§ **Your goal**
Count the lines below holding "query" and answer with that number only.

§ **Source data**
#####

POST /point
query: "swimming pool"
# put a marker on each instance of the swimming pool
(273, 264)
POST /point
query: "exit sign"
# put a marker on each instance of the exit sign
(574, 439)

#####

§ **Task solution**
2